**SET EXERCISE**
Copy the stretch of items from the line containing "Locate the smile;" through the end of the items, requests included, and scale every x and y coordinate in the answers by 1.8, rounding to whole numbers with halves going up. Leave the coordinates in the requests and in their format samples as they are.

**ITEMS**
%%
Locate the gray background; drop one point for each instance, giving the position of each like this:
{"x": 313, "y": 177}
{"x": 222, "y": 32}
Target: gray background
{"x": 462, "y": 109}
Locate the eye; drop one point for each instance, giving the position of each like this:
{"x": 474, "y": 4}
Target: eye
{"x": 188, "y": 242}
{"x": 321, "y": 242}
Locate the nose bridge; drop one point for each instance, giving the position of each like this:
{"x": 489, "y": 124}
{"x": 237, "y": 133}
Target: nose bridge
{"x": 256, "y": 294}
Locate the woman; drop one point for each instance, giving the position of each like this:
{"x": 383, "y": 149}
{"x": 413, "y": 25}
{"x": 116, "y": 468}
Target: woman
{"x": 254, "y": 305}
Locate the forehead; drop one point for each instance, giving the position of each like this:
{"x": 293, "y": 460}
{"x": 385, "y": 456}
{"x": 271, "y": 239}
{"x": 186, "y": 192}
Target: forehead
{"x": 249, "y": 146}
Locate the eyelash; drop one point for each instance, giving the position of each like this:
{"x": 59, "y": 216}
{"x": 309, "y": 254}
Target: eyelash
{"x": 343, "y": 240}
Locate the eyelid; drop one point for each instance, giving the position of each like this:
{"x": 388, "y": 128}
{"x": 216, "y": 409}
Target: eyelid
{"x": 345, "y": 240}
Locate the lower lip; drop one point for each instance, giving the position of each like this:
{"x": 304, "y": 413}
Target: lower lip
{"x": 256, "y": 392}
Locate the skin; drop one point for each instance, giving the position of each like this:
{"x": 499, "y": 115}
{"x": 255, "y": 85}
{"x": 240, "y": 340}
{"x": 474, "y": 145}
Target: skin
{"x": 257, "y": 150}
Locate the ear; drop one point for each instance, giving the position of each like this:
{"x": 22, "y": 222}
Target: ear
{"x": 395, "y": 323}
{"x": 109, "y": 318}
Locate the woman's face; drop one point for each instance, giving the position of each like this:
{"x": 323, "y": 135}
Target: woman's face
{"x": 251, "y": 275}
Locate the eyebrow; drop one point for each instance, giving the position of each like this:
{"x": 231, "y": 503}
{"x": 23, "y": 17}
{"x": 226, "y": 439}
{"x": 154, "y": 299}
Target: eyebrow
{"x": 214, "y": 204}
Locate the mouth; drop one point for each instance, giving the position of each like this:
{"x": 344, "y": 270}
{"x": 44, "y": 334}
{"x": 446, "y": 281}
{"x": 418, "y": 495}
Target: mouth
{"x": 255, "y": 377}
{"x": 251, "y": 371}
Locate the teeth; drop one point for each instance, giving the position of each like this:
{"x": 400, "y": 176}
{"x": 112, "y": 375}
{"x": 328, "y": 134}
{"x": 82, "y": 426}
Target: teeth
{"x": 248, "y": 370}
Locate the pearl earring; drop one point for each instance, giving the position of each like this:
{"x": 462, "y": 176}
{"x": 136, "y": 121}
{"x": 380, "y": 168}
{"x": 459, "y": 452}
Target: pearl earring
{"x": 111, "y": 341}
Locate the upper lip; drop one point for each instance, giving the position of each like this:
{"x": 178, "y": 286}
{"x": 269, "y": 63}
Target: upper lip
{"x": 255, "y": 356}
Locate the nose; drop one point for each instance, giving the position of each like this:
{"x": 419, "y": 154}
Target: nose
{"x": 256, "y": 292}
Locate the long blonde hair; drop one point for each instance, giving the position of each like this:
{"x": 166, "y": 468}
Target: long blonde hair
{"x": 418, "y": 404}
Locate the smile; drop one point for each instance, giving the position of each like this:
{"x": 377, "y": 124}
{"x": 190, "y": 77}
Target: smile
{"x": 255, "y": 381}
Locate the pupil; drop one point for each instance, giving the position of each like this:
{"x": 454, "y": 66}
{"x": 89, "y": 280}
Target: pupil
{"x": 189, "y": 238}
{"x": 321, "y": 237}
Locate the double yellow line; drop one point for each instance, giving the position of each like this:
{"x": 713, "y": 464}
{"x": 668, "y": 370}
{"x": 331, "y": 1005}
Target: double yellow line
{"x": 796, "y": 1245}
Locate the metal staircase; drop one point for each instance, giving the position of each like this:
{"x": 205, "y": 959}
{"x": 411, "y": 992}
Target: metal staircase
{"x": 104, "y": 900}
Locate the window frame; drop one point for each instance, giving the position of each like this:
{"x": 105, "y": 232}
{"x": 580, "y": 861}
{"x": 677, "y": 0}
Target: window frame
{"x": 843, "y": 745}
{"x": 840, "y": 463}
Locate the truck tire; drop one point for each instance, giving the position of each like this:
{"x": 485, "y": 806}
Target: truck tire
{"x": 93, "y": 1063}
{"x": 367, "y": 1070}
%%
**RESULT BELOW**
Locate the smile; drop one point for each instance, giving the position of each like this:
{"x": 377, "y": 124}
{"x": 190, "y": 77}
Target: smile
{"x": 459, "y": 686}
Locate the pupil; drop one point for each instance, giving the position of each like this:
{"x": 454, "y": 66}
{"x": 89, "y": 280}
Target: pupil
{"x": 340, "y": 428}
{"x": 578, "y": 427}
Locate the double yellow line; drop one point for each instance, giving the position of each like this:
{"x": 713, "y": 464}
{"x": 668, "y": 370}
{"x": 331, "y": 1005}
Target: double yellow line
{"x": 1433, "y": 2241}
Locate the metal staircase; drop one point for each instance, giving the position of each like this:
{"x": 205, "y": 959}
{"x": 411, "y": 992}
Target: metal staircase
{"x": 187, "y": 1620}
Locate the window frame; drop one point for each instance, giving the position of each like this:
{"x": 105, "y": 232}
{"x": 580, "y": 861}
{"x": 677, "y": 0}
Target: window frame
{"x": 1517, "y": 1341}
{"x": 1512, "y": 833}
Locate the truck tire; drop one point for each instance, giving the position of each like this:
{"x": 485, "y": 806}
Target: truck tire
{"x": 167, "y": 1913}
{"x": 661, "y": 1926}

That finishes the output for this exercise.